Exercise passage –
[Start of section]
This isn't a September Eleventh joke, is it?
Just ask, “September Eleventh who?”
Okay. September Eleventh who?
You said, “Never forget!”
My cousin was actually in the Twin Towers that day.
He was on the sixty-first floor. They told everyone above the sixtieth floor to go up. That they would be evacuated by helicopter from the top of the building. But the helicopters never came. If he'd been one floor lower, he may have lived.
Oh my gosh, your cousin died?
One of my friends worked in an after school program with twelve-year-olds. One of their outings was to a local library where they learned about all of the research implements that have basically been made obsolete by the information dominance of the internet. You know, microfiche and the like.
The kindly librarian guide explained how they could use the library tools to help them with school research papers. The topic she chose to demonstrate how the available resources could be used was September Eleventh. To engage the youths she asked what year the September Eleventh attacks occurred. These children of the new millennium answered, “Sometime in the 1960s, right?”
[End of section]
Dataset entries –
[Start of section]
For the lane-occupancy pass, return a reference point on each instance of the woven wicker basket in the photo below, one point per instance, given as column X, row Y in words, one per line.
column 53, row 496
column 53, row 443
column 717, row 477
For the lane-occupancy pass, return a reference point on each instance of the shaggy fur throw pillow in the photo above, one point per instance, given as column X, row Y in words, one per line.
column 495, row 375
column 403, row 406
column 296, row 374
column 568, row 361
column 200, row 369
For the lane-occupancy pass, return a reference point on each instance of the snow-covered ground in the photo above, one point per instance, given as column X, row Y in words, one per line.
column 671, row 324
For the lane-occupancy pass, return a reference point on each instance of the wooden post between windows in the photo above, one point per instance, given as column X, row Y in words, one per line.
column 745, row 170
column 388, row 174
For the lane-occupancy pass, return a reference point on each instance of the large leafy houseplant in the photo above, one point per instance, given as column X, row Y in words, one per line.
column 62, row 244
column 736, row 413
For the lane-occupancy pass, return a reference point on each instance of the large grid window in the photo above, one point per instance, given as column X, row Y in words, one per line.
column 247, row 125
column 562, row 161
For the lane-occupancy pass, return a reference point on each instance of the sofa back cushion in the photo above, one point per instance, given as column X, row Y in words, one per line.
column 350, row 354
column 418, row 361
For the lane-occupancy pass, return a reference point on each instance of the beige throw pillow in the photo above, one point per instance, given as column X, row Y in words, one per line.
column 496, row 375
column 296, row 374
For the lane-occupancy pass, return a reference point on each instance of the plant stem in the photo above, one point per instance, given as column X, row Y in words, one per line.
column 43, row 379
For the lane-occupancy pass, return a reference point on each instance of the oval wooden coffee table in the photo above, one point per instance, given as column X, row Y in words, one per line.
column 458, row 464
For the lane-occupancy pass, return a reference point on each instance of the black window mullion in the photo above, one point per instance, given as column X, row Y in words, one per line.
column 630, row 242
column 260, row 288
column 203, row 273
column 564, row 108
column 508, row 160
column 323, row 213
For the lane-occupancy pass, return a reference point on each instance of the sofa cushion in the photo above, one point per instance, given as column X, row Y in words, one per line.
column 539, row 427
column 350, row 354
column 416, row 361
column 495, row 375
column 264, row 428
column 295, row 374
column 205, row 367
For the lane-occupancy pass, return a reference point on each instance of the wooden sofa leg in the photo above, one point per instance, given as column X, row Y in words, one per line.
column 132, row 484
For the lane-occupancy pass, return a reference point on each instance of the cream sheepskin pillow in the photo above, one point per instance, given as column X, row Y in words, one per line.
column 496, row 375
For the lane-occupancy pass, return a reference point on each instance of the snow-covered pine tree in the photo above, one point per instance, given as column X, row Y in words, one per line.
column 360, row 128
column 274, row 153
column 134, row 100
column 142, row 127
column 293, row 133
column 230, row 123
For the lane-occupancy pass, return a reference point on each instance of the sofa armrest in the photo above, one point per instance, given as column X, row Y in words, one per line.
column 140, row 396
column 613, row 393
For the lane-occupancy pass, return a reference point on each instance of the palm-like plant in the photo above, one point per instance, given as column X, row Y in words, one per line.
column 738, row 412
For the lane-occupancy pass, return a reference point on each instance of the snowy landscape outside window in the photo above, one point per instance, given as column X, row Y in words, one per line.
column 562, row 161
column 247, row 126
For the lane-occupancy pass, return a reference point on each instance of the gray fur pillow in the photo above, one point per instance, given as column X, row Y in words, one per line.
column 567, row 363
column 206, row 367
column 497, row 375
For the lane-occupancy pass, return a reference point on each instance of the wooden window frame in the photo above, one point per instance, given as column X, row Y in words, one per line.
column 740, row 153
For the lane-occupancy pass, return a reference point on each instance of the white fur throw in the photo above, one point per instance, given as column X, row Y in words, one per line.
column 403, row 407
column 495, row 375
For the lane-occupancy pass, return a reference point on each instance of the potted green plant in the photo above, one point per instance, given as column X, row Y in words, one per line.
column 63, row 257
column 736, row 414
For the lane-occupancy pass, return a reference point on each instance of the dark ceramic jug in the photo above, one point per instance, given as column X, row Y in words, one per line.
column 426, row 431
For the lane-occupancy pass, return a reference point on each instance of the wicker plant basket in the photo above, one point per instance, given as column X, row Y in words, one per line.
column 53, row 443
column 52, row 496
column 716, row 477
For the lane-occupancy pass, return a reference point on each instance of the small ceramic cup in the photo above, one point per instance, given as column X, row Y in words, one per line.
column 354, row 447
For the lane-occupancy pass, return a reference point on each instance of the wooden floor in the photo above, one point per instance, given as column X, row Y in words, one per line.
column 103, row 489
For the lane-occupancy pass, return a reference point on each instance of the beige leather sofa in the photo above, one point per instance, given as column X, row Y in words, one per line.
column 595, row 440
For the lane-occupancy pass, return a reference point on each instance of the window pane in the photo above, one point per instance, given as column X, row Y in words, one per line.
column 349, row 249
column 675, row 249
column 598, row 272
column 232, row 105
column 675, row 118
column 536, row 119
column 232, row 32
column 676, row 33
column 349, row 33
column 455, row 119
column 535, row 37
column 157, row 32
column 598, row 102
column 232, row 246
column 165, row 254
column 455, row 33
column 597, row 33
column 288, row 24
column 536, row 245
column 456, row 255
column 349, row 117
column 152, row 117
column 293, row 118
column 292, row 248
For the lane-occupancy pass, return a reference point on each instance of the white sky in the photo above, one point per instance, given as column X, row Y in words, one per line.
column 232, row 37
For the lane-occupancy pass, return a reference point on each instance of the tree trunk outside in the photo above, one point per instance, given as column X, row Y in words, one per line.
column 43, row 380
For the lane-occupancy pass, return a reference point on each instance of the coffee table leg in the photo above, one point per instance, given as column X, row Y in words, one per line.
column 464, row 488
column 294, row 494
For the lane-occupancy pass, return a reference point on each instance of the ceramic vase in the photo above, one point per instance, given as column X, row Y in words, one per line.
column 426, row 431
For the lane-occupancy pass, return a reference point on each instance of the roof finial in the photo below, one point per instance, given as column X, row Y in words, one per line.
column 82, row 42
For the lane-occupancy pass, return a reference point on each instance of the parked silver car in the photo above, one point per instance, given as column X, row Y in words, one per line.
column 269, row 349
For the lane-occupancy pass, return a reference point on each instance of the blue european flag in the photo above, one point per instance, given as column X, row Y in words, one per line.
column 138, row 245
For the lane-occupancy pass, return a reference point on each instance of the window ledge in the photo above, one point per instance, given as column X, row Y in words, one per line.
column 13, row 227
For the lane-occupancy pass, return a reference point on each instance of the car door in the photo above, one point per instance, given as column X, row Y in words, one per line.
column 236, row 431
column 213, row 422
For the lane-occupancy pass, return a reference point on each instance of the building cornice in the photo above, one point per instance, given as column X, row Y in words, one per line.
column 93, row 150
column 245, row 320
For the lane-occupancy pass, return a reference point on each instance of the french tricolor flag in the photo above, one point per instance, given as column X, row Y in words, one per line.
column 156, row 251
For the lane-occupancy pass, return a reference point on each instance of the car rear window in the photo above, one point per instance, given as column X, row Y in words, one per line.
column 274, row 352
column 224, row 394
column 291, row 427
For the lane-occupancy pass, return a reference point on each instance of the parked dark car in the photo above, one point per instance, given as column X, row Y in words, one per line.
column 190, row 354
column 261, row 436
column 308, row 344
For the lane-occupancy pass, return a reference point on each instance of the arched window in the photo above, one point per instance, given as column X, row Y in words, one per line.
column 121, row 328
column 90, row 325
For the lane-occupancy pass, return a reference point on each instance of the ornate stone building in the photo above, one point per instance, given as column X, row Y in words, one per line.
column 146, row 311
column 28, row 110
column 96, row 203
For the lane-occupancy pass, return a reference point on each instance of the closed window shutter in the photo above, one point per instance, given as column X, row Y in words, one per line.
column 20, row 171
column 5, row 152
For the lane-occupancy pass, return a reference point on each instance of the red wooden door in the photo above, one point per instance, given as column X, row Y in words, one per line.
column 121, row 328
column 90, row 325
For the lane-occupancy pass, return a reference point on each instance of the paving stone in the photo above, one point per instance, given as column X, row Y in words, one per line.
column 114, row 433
[End of section]
Directions –
A. Answer these questions from the September Eleventh passage, one per line:
(i) What floor was the cousin on?
(ii) How old were the children in the after school program?
(iii) When did the children say the attacks occurred?
B. Decide whether each statement agrees with the September Eleventh passage, and quote the words that settle it:
(i) Everyone above the sixtieth floor was told to go down.
(ii) The librarian used September Eleventh as her demonstration topic.
(iii) Helicopters came to the top of the building.
C. Write down the September Eleventh passage from "Oh my gosh, your" up to and including "and the like.".

Completed exercise –
A.
(i) The sixty-first floor.
(ii) Twelve years old.
(iii) Sometime in the 1960s.

B.
(i) No: "They told everyone above the sixtieth floor to go up."
(ii) Yes: "The topic she chose to demonstrate how the available resources could be used was September Eleventh."
(iii) No: "But the helicopters never came."

C.
Oh my gosh, your cousin died?
One of my friends worked in an after school program with twelve-year-olds. One of their outings was to a local library where they learned about all of the research implements that have basically been made obsolete by the information dominance of the internet. You know, microfiche and the like.